(Required task) Extract the data verbatim, starting from the first line and continuing up to and including the line that contains "137L0 141L0 165L14", and omit the pictures from your answer.
━━━ Supplied material ━━━
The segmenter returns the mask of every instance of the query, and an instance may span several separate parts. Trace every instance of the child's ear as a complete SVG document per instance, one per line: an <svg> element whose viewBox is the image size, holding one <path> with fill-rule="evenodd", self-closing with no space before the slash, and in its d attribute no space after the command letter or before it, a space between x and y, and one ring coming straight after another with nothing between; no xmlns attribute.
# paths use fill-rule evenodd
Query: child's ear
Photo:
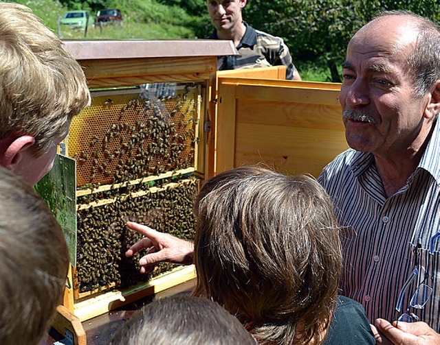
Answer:
<svg viewBox="0 0 440 345"><path fill-rule="evenodd" d="M8 137L0 141L0 165L14 172L23 156L23 152L35 143L30 135Z"/></svg>

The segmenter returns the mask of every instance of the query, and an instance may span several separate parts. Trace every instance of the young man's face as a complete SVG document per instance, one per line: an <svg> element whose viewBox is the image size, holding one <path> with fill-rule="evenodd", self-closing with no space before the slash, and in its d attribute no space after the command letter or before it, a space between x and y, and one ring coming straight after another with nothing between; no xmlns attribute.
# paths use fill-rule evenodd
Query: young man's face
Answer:
<svg viewBox="0 0 440 345"><path fill-rule="evenodd" d="M230 31L243 21L246 0L208 0L208 11L217 31Z"/></svg>
<svg viewBox="0 0 440 345"><path fill-rule="evenodd" d="M407 59L418 32L402 21L390 16L360 31L343 64L340 101L347 142L375 156L391 156L417 142L430 99L414 95Z"/></svg>

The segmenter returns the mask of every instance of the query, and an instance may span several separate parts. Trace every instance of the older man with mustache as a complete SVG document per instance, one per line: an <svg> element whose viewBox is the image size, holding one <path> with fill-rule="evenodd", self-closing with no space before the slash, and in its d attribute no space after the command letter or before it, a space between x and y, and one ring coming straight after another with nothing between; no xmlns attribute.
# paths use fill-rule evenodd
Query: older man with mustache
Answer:
<svg viewBox="0 0 440 345"><path fill-rule="evenodd" d="M385 12L355 34L342 64L351 149L319 180L343 226L342 294L376 320L378 342L440 342L428 327L440 331L439 47L431 21Z"/></svg>

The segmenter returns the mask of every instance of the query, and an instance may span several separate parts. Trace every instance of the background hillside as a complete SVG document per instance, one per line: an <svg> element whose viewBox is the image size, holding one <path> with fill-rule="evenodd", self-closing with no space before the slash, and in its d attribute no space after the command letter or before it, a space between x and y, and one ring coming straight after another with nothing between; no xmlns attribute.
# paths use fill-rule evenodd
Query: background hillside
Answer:
<svg viewBox="0 0 440 345"><path fill-rule="evenodd" d="M1 1L1 0L0 0ZM63 29L62 39L203 38L211 32L206 0L16 0L30 7L56 32L57 18L69 10L92 15L119 8L122 27L85 33ZM438 0L248 0L245 20L254 27L282 37L303 79L340 81L340 64L350 37L384 10L408 10L440 21Z"/></svg>

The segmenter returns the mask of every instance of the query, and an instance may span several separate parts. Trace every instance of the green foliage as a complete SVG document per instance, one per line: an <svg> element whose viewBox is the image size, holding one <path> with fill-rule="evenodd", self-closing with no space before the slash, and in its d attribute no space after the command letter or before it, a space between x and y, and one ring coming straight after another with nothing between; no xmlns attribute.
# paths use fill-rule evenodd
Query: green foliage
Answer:
<svg viewBox="0 0 440 345"><path fill-rule="evenodd" d="M411 10L437 22L440 18L437 0L252 0L245 10L252 26L285 39L294 61L327 65L333 82L340 81L337 67L350 38L382 10Z"/></svg>
<svg viewBox="0 0 440 345"><path fill-rule="evenodd" d="M58 0L14 0L14 2L29 7L52 29L56 29L58 16L63 16L67 10Z"/></svg>
<svg viewBox="0 0 440 345"><path fill-rule="evenodd" d="M16 0L56 29L67 10L119 8L124 27L91 29L87 38L206 38L212 30L206 0ZM282 37L302 78L340 81L340 64L350 38L384 10L408 10L440 21L438 0L248 0L245 20L256 29ZM63 38L84 38L63 29ZM318 71L319 71L319 72ZM307 75L307 77L305 77ZM316 79L313 79L316 80Z"/></svg>

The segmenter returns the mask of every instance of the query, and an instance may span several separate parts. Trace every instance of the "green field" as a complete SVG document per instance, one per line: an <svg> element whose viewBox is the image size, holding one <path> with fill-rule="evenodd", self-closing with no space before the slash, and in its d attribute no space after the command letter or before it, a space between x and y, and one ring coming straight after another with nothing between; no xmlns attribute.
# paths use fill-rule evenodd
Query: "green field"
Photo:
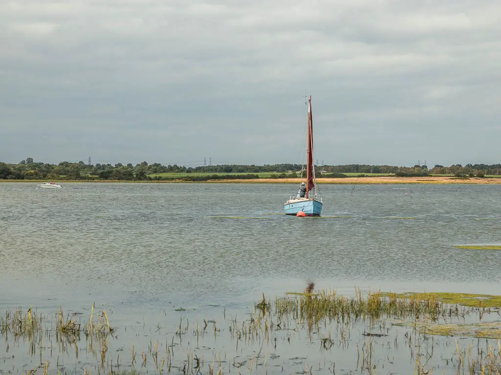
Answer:
<svg viewBox="0 0 501 375"><path fill-rule="evenodd" d="M360 174L365 174L369 177L372 177L374 176L379 176L380 177L382 177L383 176L395 176L394 174L393 173L364 173L363 172L360 172L358 173L352 172L340 172L340 173L342 173L343 174L346 174L348 177L356 177Z"/></svg>
<svg viewBox="0 0 501 375"><path fill-rule="evenodd" d="M259 176L260 178L269 178L272 174L275 174L276 176L281 174L284 172L230 172L229 173L225 173L224 172L220 172L219 173L210 173L208 172L192 172L192 173L172 173L172 172L166 172L166 173L157 173L152 174L148 174L150 177L152 178L155 178L156 176L158 176L162 178L181 178L183 177L186 177L188 176L210 176L213 174L217 174L218 176L242 176L245 174L257 174ZM291 174L289 172L285 172L287 175L290 175ZM301 172L298 172L298 177L301 177ZM303 173L303 176L306 176L306 171ZM393 176L392 174L388 173L343 173L343 174L346 174L346 176L348 177L354 177L358 176L360 174L365 174L366 176Z"/></svg>
<svg viewBox="0 0 501 375"><path fill-rule="evenodd" d="M188 176L211 176L214 174L217 174L217 176L244 176L245 174L257 174L259 176L260 178L270 178L272 174L275 174L276 176L278 176L279 174L281 174L282 172L230 172L229 173L225 173L224 172L220 172L218 173L211 173L207 172L193 172L193 173L172 173L167 172L166 173L156 173L153 174L148 174L150 177L152 178L154 178L155 176L158 176L159 177L162 178L182 178L183 177L187 177ZM290 173L286 173L286 174L290 174ZM301 176L301 174L298 174L298 176L300 177Z"/></svg>

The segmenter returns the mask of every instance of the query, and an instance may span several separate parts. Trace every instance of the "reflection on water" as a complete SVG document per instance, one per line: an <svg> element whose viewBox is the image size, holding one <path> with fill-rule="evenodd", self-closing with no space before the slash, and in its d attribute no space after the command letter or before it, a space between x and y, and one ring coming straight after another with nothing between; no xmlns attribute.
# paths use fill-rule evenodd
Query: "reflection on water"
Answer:
<svg viewBox="0 0 501 375"><path fill-rule="evenodd" d="M62 304L86 319L95 302L149 342L159 322L165 334L181 318L220 320L225 308L243 319L263 292L309 280L347 294L501 294L501 252L454 247L501 244L498 186L413 185L405 196L324 185L324 218L302 218L281 214L295 185L35 184L0 184L4 310L54 314Z"/></svg>

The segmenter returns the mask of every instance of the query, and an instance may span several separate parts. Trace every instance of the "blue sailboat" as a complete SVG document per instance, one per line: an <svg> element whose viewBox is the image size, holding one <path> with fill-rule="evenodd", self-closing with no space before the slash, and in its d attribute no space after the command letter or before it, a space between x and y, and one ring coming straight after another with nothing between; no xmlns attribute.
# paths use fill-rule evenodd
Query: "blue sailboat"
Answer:
<svg viewBox="0 0 501 375"><path fill-rule="evenodd" d="M313 120L311 95L308 100L307 128L306 182L302 182L297 196L295 197L291 196L284 204L284 210L287 215L320 216L322 212L323 202L317 188L313 164Z"/></svg>

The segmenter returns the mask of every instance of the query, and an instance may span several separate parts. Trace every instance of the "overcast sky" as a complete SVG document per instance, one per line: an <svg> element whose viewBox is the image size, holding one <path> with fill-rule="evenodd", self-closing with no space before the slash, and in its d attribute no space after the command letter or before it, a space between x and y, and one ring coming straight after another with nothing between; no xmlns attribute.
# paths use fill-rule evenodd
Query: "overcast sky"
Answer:
<svg viewBox="0 0 501 375"><path fill-rule="evenodd" d="M499 0L0 2L0 161L501 162Z"/></svg>

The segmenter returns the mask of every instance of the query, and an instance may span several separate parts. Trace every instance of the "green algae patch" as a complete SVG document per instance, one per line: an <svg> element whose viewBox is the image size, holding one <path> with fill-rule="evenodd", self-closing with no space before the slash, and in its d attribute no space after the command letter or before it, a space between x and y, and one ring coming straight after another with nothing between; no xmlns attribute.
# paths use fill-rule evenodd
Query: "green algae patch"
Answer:
<svg viewBox="0 0 501 375"><path fill-rule="evenodd" d="M470 324L417 324L420 332L439 336L467 336L479 338L501 337L501 322Z"/></svg>
<svg viewBox="0 0 501 375"><path fill-rule="evenodd" d="M501 307L501 296L467 293L430 292L382 293L383 296L401 299L427 300L437 300L449 304L460 304L472 308Z"/></svg>
<svg viewBox="0 0 501 375"><path fill-rule="evenodd" d="M468 250L501 250L501 245L454 245L454 247Z"/></svg>

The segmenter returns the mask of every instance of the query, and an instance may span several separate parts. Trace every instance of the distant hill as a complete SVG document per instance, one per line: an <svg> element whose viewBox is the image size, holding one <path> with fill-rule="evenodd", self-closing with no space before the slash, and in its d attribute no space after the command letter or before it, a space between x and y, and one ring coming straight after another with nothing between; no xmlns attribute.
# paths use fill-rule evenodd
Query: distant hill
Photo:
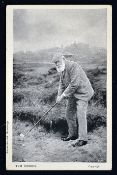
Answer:
<svg viewBox="0 0 117 175"><path fill-rule="evenodd" d="M17 52L14 53L14 62L24 63L24 62L51 62L54 53L58 51L63 51L66 54L67 59L71 59L79 62L85 69L87 66L106 66L107 50L105 48L99 47L89 47L85 43L72 43L64 48L55 47L51 49L44 49L38 52Z"/></svg>

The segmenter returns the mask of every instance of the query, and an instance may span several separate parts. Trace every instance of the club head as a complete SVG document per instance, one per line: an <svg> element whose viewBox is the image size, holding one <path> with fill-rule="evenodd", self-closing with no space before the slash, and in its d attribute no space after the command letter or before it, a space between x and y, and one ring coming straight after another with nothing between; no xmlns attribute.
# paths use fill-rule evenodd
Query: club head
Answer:
<svg viewBox="0 0 117 175"><path fill-rule="evenodd" d="M24 134L21 133L21 134L20 134L20 137L24 138L25 136L24 136Z"/></svg>

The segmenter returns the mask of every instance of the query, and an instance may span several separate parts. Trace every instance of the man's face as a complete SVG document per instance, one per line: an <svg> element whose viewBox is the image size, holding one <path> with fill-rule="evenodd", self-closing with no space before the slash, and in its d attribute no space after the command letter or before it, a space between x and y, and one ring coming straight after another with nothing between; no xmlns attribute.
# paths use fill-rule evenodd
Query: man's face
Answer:
<svg viewBox="0 0 117 175"><path fill-rule="evenodd" d="M58 72L62 72L65 69L65 62L63 60L63 58L58 59L57 61L54 62L56 69Z"/></svg>

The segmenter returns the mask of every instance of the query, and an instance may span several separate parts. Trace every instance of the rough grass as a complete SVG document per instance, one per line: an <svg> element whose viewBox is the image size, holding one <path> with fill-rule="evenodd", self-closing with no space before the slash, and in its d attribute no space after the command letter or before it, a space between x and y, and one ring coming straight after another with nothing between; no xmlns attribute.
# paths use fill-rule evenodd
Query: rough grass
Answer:
<svg viewBox="0 0 117 175"><path fill-rule="evenodd" d="M13 116L14 119L30 121L33 124L55 103L59 83L59 75L52 65L38 66L31 63L14 64ZM95 90L87 114L88 130L92 131L106 125L106 85L105 81L101 81L106 79L106 69L97 67L87 70L87 75ZM51 126L54 131L67 132L65 107L66 101L57 105L41 120L41 124L48 130Z"/></svg>

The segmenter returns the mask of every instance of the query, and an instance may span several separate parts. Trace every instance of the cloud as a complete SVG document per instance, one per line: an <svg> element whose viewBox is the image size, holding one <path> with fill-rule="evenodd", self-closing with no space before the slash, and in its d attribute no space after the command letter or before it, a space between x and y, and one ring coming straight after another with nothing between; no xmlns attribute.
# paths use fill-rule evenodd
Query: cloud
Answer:
<svg viewBox="0 0 117 175"><path fill-rule="evenodd" d="M74 40L106 47L106 9L14 10L15 50L38 50Z"/></svg>

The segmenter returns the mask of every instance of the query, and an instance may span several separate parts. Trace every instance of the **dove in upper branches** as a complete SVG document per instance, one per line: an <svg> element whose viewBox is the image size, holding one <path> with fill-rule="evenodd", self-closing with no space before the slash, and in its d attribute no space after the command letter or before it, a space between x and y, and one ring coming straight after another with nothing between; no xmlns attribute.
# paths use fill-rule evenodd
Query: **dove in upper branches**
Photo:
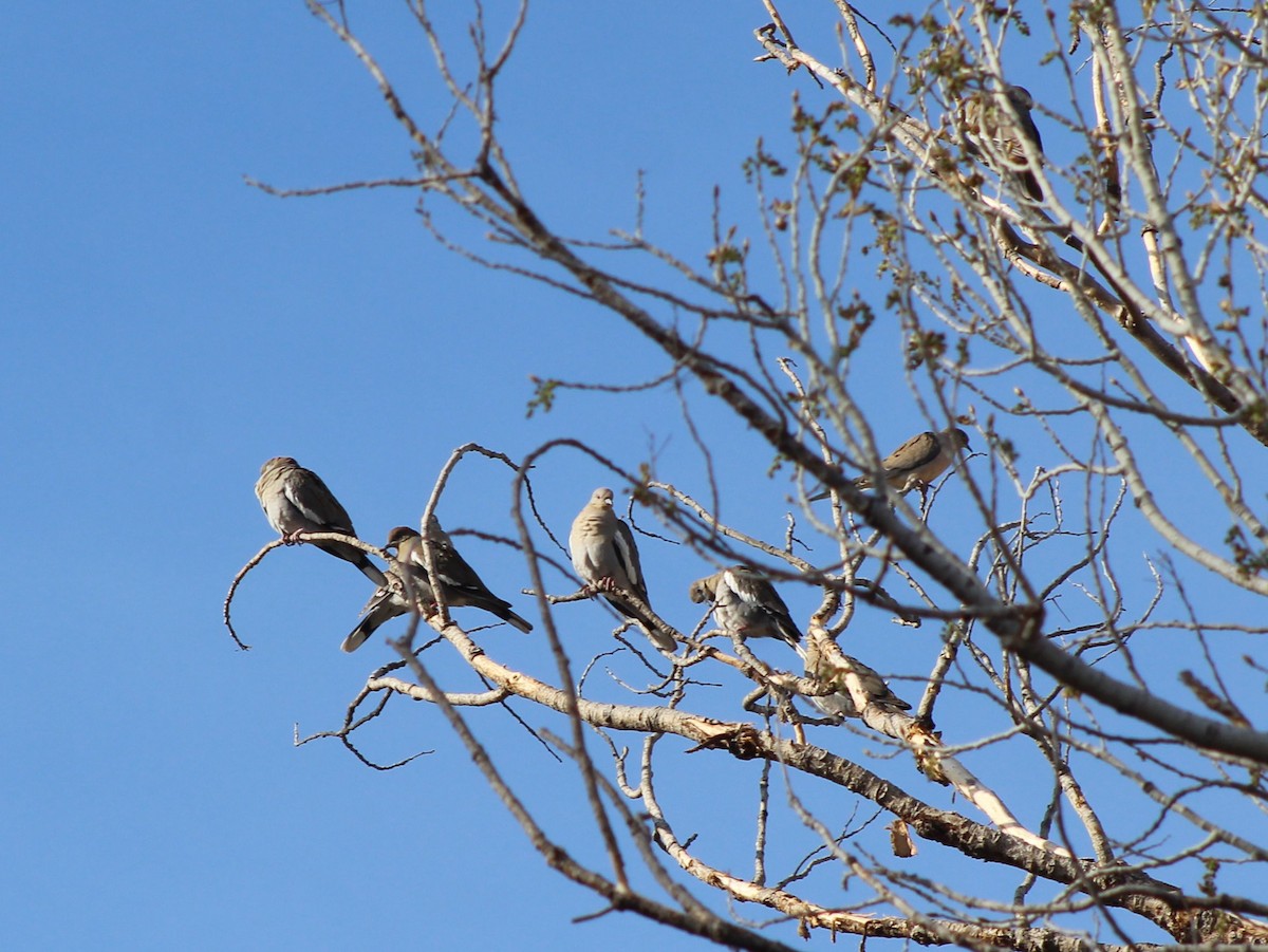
━━━
(Solved problem)
The segmenter returns the mask of every instance of the query, and an instance may span several separate parts. Trace every instance of the child's ear as a complete SVG document per instance, one per line: an <svg> element whose viewBox is the image size, holding one <path> with fill-rule="evenodd", self-closing with no space before the slash, and in its d attribute no space after the command letter or before it, a space between x and y, and one ring coming straight after another with nothing between; no xmlns attribute.
# paths use fill-rule evenodd
Query: child's ear
Photo:
Answer:
<svg viewBox="0 0 440 345"><path fill-rule="evenodd" d="M8 137L0 141L0 165L14 172L23 156L23 152L35 143L30 135Z"/></svg>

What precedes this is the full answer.